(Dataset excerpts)
Start of Block

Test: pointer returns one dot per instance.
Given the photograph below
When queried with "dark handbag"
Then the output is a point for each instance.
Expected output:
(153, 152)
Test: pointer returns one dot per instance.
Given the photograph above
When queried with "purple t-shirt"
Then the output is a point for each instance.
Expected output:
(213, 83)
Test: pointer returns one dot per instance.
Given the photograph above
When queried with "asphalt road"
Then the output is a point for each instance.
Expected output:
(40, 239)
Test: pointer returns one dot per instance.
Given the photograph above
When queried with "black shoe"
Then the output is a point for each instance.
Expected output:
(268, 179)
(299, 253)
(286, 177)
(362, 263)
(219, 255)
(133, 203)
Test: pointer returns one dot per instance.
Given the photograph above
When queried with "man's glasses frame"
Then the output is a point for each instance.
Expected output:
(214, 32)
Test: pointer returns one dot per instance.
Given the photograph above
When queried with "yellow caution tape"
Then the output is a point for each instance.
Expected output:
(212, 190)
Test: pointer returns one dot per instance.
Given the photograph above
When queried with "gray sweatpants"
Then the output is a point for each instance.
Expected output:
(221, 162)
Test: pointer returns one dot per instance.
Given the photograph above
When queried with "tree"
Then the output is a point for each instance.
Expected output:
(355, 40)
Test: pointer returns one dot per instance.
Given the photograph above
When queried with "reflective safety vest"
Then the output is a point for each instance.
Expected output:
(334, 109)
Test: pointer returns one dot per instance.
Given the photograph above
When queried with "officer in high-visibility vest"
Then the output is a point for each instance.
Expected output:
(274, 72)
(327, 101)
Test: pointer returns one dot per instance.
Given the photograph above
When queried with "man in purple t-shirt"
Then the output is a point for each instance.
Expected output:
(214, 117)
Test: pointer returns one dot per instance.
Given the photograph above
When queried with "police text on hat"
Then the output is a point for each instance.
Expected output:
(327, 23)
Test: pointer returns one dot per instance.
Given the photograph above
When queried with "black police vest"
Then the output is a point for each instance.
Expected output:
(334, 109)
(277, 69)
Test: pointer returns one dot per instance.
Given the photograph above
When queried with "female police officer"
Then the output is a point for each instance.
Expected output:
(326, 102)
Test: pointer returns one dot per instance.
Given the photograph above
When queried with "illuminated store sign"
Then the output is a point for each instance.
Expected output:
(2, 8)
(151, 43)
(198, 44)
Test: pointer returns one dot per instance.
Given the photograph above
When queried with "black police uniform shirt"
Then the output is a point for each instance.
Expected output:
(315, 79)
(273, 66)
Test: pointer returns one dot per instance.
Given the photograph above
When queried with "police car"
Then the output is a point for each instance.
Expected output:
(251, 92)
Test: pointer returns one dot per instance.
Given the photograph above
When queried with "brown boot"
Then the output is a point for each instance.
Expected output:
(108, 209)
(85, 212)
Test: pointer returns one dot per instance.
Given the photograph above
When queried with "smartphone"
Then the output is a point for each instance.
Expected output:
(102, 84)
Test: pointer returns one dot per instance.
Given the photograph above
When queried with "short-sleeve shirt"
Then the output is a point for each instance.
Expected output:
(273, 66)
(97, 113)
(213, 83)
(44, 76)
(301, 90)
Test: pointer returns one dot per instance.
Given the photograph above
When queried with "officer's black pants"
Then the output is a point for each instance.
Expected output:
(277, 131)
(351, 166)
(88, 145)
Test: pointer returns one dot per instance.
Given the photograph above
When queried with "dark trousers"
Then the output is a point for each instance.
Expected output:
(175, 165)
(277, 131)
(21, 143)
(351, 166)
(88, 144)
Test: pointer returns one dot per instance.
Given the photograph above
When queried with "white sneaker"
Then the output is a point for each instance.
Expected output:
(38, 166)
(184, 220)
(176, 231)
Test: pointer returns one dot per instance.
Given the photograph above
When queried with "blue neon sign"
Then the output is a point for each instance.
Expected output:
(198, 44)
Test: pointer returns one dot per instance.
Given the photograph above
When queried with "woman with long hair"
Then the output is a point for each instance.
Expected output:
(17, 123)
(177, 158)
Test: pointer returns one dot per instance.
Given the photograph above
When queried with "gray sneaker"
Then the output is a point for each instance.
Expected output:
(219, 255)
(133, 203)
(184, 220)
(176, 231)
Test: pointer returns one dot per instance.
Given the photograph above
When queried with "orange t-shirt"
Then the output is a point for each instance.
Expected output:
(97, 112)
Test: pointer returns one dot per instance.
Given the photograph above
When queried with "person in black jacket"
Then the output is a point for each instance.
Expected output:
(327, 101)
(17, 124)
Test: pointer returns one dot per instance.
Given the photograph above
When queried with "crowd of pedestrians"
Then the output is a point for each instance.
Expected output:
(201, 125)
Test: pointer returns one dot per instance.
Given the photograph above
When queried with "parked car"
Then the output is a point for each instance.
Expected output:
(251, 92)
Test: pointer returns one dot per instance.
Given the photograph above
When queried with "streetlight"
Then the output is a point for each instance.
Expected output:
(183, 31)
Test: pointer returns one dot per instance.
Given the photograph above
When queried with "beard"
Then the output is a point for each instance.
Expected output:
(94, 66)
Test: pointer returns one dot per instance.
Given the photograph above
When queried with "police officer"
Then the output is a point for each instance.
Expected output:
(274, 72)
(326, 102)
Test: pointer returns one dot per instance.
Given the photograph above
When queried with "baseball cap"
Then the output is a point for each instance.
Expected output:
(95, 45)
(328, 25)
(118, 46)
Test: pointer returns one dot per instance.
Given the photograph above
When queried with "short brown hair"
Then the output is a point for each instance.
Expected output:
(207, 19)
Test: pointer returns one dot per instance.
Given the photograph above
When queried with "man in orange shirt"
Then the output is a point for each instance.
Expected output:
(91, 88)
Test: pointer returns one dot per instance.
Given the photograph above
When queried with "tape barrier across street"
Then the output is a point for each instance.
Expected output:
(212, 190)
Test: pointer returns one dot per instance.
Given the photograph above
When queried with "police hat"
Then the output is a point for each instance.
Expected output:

End of Block

▸ **Required action**
All of the data is to be transcribed exactly as written.

▸ **Result below**
Test: pointer returns one dot per instance.
Given the photograph below
When queried with "dark handbag"
Then the output is a point for each instance.
Expected output:
(153, 152)
Test: pointer returns one dot per instance.
Given the photograph above
When queried with "purple t-shirt"
Then the output is a point for each instance.
Expected output:
(213, 83)
Test: pointer returns one dot per instance.
Given the photograph above
When queried with "asphalt road"
Then the output is a point for each instance.
Expected output:
(40, 239)
Test: pointer returns one dot per instance.
Given the photograph above
When queried with "black shoe"
Then the output is a point for each instance.
Expected output:
(268, 179)
(299, 253)
(286, 177)
(362, 263)
(219, 255)
(133, 203)
Test: pointer returns one dot per instance.
Given the photograph above
When queried with "man's glasses frame"
Then the output is a point for each instance.
Expected output:
(214, 32)
Test: pointer returns one dot per instance.
Given the photograph above
When queried with "yellow caution tape"
Then the output is a point for each instance.
Expected output:
(212, 190)
Test: pointer returns one dot per instance.
Given the photograph above
When queried with "gray sweatpants"
Then the output is a point for each instance.
Expected output:
(221, 162)
Test: pointer returns one dot per instance.
Given the photograph above
When queried with "tree"
Then the output is a point for each instance.
Expected output:
(355, 40)
Test: pointer returns one dot per instance.
Given the photograph above
When queried with "reflective safety vest"
Then the output is a point for each instance.
Expected output:
(334, 109)
Test: pointer returns one dot per instance.
Given the photograph above
When queried with "officer in high-visibility vest"
Then the output is a point for each instance.
Expected output:
(274, 72)
(327, 101)
Test: pointer returns one dot per instance.
Given the photograph above
When queried with "man in purple t-shirt"
Then the output is a point for each instance.
Expected output:
(214, 117)
Test: pointer returns one dot per instance.
Given the photograph above
When queried with "police text on hat"
Then the output is a point for each instance.
Expected output:
(327, 23)
Test: pointer returns one dot per instance.
Given the photograph above
When queried with "black police vest"
Then the output is a point for each instance.
Expected output:
(334, 109)
(277, 69)
Test: pointer returns one dot per instance.
Given the photograph above
When queried with "female police officer"
Then the output is a point for each instance.
Expected output:
(326, 102)
Test: pointer returns one dot per instance.
Given the photograph above
When queried with "illuminated store sign"
Then the output is a point for each instance.
Expected output:
(2, 8)
(151, 43)
(198, 44)
Test: pointer returns one dot per instance.
Given the photograph above
When queried with "black police uniform shirt"
Then the output is a point for each instance.
Expected output:
(315, 79)
(273, 66)
Test: pointer returns one dot per instance.
Given the photograph above
When queried with "police car"
Then the output is a point for each instance.
Expected output:
(251, 92)
Test: pointer returns one dot per instance.
Given the photograph above
When queried with "brown boot"
Then the output is a point for each instance.
Expected output:
(108, 209)
(85, 212)
Test: pointer returns one dot per instance.
Given the photograph above
When queried with "smartphone"
Then the output is a point for each instance.
Expected output:
(102, 84)
Test: pointer returns one dot per instance.
Given the photograph above
When queried with "short-sleeve shirt"
Then the output is a point for each instance.
Expected output:
(273, 66)
(97, 113)
(213, 83)
(44, 76)
(301, 90)
Test: pointer returns one dot per instance.
Given the photograph above
When queried with "officer's black pants"
Then the output is a point for each instance.
Expected output:
(277, 131)
(351, 166)
(88, 145)
Test: pointer returns one dot per instance.
Given the photograph above
When queried with "dark trousers"
Then the output is a point for each instance.
Expected output:
(175, 165)
(277, 131)
(21, 143)
(351, 166)
(88, 144)
Test: pointer returns one dot per instance.
Given the photograph above
When queried with "white sneaker"
Then the output is a point for each instance.
Expected output:
(38, 166)
(184, 220)
(176, 231)
Test: pointer returns one dot per instance.
Given the photograph above
When queried with "blue neon sign"
Then the output is a point for each instance.
Expected output:
(198, 44)
Test: pointer returns one dot per instance.
Given the photograph above
When queried with "woman with long hair"
Then the output is a point for each instance.
Expected output:
(17, 123)
(177, 158)
Test: pointer returns one dot per instance.
Given the photograph above
When queried with "gray sneaker"
Then the output is a point for each instance.
Expected output:
(219, 255)
(133, 203)
(184, 220)
(176, 231)
Test: pointer returns one dot per instance.
Given the photograph above
When queried with "orange t-shirt"
Then the output is a point for each instance.
Expected output:
(97, 112)
Test: pointer returns one dot per instance.
Given the photograph above
When queried with "person in black jacket"
Then the output is a point for each instance.
Expected output:
(327, 101)
(17, 124)
Test: pointer returns one dot per instance.
Given the photograph above
When queried with "crowd of pedestrians"
Then the output is a point for each instance.
Expected output:
(201, 125)
Test: pointer returns one dot per instance.
Given the photograph above
When queried with "parked car"
Then the output is a point for each instance.
Expected output:
(251, 92)
Test: pointer returns one dot per instance.
Given the photograph above
When queried with "streetlight"
Then the output is a point for each instance.
Expected output:
(183, 31)
Test: pointer returns one dot per instance.
Given the photograph above
When queried with "beard"
Then the output is a point for each instance.
Expected output:
(94, 66)
Test: pointer returns one dot per instance.
Given the photograph above
When queried with "police officer"
Then the output is a point for each instance.
Expected output:
(274, 72)
(326, 102)
Test: pointer returns one dot per instance.
Given the photograph above
When queried with "baseball cap"
Then the output is a point for each instance.
Expected output:
(95, 45)
(328, 25)
(118, 46)
Test: pointer returns one dot per instance.
Given the photograph above
When queried with "short brown hair"
Then the output is a point for each instance.
Expected output:
(207, 19)
Test: pointer returns one dot per instance.
Given the photograph above
When queried with "man in orange shirt"
Then the output is a point for each instance.
Expected output:
(91, 88)
Test: pointer returns one dot per instance.
Given the photograph above
When queried with "tape barrier across street"
Then the output is a point for each instance.
Expected output:
(212, 190)
Test: pointer returns one dot per instance.
Given the photograph above
When queried with "police hat"
Then the output is a point for each instance.
Expected output:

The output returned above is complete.